Write out exactly the lines below that run from the one containing "Query: bus door" through the one containing "Expected output: a single point for each instance of the white", both included, with no other lines.

TASK DATA:
****************************************

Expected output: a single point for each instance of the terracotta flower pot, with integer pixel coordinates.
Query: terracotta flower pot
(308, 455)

****************************************

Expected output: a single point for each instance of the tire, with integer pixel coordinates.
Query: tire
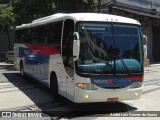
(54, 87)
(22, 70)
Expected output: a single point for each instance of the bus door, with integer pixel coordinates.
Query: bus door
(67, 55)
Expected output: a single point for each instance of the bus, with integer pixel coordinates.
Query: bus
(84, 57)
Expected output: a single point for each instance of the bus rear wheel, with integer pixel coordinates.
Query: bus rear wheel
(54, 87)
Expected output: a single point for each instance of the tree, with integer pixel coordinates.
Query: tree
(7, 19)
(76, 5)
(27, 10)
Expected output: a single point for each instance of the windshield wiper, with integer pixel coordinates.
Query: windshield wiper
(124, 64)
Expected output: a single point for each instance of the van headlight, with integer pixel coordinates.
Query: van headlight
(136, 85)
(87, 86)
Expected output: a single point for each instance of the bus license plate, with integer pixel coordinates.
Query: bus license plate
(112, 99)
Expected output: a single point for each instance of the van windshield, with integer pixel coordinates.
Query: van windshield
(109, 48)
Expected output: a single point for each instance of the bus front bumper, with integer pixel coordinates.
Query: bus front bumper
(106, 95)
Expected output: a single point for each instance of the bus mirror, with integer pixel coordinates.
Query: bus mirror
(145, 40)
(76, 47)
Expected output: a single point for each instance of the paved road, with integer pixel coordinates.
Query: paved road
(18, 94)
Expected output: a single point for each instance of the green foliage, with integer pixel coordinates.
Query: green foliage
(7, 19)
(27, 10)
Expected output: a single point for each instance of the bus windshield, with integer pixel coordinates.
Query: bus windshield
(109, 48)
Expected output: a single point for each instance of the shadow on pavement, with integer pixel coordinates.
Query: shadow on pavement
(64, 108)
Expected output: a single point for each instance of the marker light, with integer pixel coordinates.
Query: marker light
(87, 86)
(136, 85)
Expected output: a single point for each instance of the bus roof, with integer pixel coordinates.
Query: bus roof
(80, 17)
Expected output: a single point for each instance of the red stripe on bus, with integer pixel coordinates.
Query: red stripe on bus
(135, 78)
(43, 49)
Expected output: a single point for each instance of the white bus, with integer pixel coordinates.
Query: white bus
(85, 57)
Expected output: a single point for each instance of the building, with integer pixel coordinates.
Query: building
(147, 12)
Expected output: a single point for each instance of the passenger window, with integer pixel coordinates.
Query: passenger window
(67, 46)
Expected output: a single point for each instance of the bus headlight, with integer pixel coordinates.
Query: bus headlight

****************************************

YOUR SOLUTION:
Query: bus door
(67, 55)
Expected output: a single point for each instance of the bus, with integer pixel coordinates.
Query: bus
(84, 57)
Expected output: a single point for each instance of the bus rear wheel, with integer pixel coordinates.
Query: bus rear wheel
(54, 87)
Expected output: a single point for each instance of the tree, with integer pixel coordinates.
Query: tree
(7, 19)
(76, 5)
(27, 10)
Expected output: a single point for each instance of the windshield wiper, with integer pixel coordinates.
Query: windshield wiper
(124, 64)
Expected output: a single point for each instance of the van headlight, with integer pixel coordinates.
Query: van headlight
(136, 85)
(87, 86)
Expected output: a single point for each instance of the bus license plate, with integer pixel coordinates.
Query: bus license plate
(112, 99)
Expected output: a single point for each instance of the van windshield, with integer pixel coordinates.
Query: van windshield
(109, 48)
Expected output: a single point for each instance of the bus front bumper, with integer pixel coordinates.
Query: bus front bumper
(106, 95)
Expected output: a single point for each instance of the bus mirror, with integer pixel coordinates.
Query: bus mirror
(145, 40)
(76, 47)
Expected output: a single point for each instance of the paved road, with integer pixel coordinates.
Query: paved road
(18, 94)
Expected output: a single point for each instance of the green foliage, with integer pixel coordinates.
Query: green foliage
(7, 19)
(27, 10)
Expected output: a single point for each instance of the bus windshield, with integer pixel coordinates.
Query: bus windshield
(109, 48)
Expected output: a single point for each instance of the shadow on pavement, with integer pixel coordinates.
Query: shadow on pavement
(64, 108)
Expected output: a single point for each instance of the marker light, with integer pixel coordinates.
Query: marker light
(87, 86)
(136, 85)
Expected output: a single point for each instance of the bus roof, with integer pixel coordinates.
Query: bus roof
(80, 17)
Expected output: a single point for each instance of the red stripe on bus, with integer pixel coordinates.
Query: red stripe on bus
(135, 78)
(43, 49)
Expected output: a single point for each instance of the white bus, with integer pixel coordinates.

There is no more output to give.